((

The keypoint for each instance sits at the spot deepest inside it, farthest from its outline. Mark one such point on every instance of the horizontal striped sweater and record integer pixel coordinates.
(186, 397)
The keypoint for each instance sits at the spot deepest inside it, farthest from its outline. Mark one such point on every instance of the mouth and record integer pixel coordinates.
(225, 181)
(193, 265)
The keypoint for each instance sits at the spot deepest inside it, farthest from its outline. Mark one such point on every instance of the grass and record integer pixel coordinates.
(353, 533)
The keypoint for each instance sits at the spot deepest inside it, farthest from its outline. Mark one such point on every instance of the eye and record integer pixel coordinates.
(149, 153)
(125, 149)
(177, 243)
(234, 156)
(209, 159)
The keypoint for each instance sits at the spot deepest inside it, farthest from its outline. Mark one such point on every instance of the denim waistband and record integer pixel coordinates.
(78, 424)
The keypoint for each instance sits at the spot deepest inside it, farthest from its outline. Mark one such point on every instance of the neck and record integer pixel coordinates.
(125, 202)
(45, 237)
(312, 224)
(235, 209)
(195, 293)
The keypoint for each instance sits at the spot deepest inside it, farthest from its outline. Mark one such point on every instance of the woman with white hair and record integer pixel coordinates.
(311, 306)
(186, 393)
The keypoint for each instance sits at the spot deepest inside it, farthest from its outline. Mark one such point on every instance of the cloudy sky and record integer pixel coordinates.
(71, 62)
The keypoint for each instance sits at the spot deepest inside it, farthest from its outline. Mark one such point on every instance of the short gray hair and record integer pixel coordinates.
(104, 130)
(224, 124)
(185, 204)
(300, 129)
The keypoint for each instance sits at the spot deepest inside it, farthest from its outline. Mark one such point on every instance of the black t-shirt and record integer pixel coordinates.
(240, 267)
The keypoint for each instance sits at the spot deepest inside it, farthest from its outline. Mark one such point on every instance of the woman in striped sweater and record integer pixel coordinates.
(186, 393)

))

§ **Work to be completed**
Print all the material, keeping every line identical to the original.

§ **Written answer**
The keypoint for each instance sits at the spot deepest inside it, farthest from its outline. Mark one such point on every instance of the horizontal striped sweater and record integer pixel coordinates.
(186, 397)
The keypoint for each instance sits at the spot deepest inside it, farthest from its outline. Mark one such point on every instance of the mouth and record integer pixel coordinates.
(225, 181)
(193, 265)
The keypoint for each instance sits at the spot deepest inside it, farthest from its outline. Mark one such point on every instance of the grass and record integer pixel coordinates.
(353, 533)
The keypoint for each instance sits at the spot deepest inside it, farthest from its outline. Mark one such point on every instance of the eye and record integer pixel coordinates.
(149, 153)
(125, 149)
(177, 243)
(234, 156)
(209, 159)
The keypoint for each instance sits at the spot deepest inside it, farthest from its outline. Mark one such point on every instance of the denim waistband and record integer pixel coordinates.
(78, 424)
The keypoint for each instance sits at the spot deepest inside it, farthest from its outline. Mark one such point on every instance of the neck and record integer pixel coordinates.
(125, 202)
(45, 237)
(312, 224)
(235, 209)
(195, 293)
The keypoint for each instance sits at the spot deepest inside it, farthest from its outline. Mark one such point on every instance of the woman with white hair and record integer pixel coordinates.
(311, 306)
(186, 393)
The keypoint for each instance sits at the spot deepest inside it, farthest from its outline. Mark one such point on every instance of the cloudy sky and record integer pixel coordinates.
(71, 62)
The keypoint for each instance sits at the spot deepest inside it, farthest from its outline. Mark one such point on every instance of the short gray hair and record integer pixel coordinates.
(104, 130)
(224, 124)
(185, 204)
(300, 129)
The keypoint for each instance sits at the spot deepest inside it, farthest from its outline. Mark one such point on every instance of the black t-shirt and record integer pixel coordinates.
(240, 267)
The keypoint for each instance sits at the spot deepest inside it, farthest from its outline. Mark one such point on every instance of the woman in striped sweater and record integer pixel coordinates.
(186, 393)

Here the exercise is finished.